**Document extract:**
----
Nearly Unanimous Feedback
Any cop will tell you, give a group of us something to vote on and we’ll never vote in the same direction. But when we asked our pilot group whether we should go ahead and implement Dragon, the answer was virtually unanimous. They told us, “Yes. This is a great tool, and we need it yesterday.”
Every single member of the pilot program told us that Dragon was helping them complete reports faster. The majority were saving one to two hours each shift, and in some cases, they were saving as much as three to four hours.
Field personnel said they were able to spend more time in the field. Desk-based officers said they were able to review more cases in a day. Half of all participants told us the quality of their reports had increased, and officers who used Dragon in a cruiser reported feeling safer because when they had to run a license plate, the software let them run it without needing to look at their MDC.
Timely Deployment
In January we took our pilot group’s advice, deploying Dragon speech recognition technology to our most report-intensive roles. It proved a timely decision.
When Coronavirus hit, social distancing saw us running at half-staff, getting creative about who was in our office and when. If we had still been reliant on manual transcription, we simply wouldn’t have been able to keep pace. With Dragon, however, our officers could dictate and submit their own reports electronically, without needing to call in at HQ. Even in these unusual and challenging times, we’ve been able to identify significant benefits from our implementation of Dragon. In line with our original business case for the technology, we’ve been able to shift two non-sworn employees from transcription to other records functions, minimizing costs within our RMS replacement project. We’re also seeing more detailed, higher quality reports and faster workflows. That’s because our officers can immediately check and fix the reports they’ve dictated, rather than having to wait to review a manual transcription.
----
**Data provided:**
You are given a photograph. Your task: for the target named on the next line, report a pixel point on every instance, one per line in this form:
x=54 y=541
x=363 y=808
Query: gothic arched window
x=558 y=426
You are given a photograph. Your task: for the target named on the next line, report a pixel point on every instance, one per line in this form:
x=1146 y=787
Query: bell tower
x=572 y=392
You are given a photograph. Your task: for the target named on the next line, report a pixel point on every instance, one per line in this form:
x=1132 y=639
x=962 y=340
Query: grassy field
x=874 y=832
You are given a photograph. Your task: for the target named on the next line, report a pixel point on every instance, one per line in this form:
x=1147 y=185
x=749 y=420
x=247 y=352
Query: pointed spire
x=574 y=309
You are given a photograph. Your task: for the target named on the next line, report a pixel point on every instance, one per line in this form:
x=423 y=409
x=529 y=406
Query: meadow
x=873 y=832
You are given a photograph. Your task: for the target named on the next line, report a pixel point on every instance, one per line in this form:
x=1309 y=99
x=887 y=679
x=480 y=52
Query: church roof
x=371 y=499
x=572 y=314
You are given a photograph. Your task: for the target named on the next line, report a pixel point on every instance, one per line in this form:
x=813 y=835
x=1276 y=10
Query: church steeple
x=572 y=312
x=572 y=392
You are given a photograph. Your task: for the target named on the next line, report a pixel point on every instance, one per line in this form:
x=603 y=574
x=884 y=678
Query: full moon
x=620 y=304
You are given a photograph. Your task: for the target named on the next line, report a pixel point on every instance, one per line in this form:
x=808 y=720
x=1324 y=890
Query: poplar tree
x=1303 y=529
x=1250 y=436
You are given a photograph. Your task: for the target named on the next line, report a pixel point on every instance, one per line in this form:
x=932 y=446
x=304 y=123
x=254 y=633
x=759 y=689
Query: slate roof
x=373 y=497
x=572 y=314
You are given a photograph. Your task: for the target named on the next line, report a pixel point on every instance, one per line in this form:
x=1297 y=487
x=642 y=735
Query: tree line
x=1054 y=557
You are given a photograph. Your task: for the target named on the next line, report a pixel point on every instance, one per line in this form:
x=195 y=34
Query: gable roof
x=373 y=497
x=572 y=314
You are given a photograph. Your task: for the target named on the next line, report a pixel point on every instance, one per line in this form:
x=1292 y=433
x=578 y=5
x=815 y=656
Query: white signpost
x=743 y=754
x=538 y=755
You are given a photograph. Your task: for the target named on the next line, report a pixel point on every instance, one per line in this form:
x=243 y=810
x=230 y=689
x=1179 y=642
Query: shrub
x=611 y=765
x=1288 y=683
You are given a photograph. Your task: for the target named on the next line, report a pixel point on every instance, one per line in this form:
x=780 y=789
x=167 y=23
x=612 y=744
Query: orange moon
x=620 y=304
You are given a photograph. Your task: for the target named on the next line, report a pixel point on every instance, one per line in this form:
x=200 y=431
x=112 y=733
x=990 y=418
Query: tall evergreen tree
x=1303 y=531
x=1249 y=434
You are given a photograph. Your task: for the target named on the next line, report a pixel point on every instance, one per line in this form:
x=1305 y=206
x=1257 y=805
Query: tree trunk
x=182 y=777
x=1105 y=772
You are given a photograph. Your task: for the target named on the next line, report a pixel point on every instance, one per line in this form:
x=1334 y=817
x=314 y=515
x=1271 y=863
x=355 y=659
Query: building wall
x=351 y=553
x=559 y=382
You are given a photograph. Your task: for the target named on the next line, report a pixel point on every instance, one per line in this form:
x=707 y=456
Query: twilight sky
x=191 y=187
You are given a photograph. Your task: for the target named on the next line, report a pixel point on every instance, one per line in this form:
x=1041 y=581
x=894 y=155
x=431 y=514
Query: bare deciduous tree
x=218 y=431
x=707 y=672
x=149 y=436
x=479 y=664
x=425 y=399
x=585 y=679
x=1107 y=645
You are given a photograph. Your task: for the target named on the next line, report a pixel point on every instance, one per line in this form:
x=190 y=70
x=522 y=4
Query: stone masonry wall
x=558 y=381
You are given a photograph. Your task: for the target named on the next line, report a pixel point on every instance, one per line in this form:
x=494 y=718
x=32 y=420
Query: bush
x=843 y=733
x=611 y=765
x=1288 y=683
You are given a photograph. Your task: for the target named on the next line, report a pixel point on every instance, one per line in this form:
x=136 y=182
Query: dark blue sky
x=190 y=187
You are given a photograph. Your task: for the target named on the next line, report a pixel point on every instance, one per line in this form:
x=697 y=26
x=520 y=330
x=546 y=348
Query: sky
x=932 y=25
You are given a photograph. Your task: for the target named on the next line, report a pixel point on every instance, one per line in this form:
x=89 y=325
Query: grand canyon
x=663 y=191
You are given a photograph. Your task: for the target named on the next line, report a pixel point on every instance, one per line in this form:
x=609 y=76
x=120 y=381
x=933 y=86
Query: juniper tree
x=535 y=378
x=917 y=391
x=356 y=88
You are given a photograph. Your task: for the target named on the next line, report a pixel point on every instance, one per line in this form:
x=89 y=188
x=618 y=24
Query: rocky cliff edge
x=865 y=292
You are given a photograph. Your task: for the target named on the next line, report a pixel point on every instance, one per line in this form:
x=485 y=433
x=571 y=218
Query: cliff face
----
**Exercise goal:**
Print the portion of the Dragon extract that begins at the words "Nearly Unanimous Feedback" and stops after the words "to four hours.", reproducing it word for word. Draw only on the Dragon extract and set the material aside.

**Answer for the task:**
Nearly Unanimous Feedback
Any cop will tell you, give a group of us something to vote on and we’ll never vote in the same direction. But when we asked our pilot group whether we should go ahead and implement Dragon, the answer was virtually unanimous. They told us, “Yes. This is a great tool, and we need it yesterday.”
Every single member of the pilot program told us that Dragon was helping them complete reports faster. The majority were saving one to two hours each shift, and in some cases, they were saving as much as three to four hours.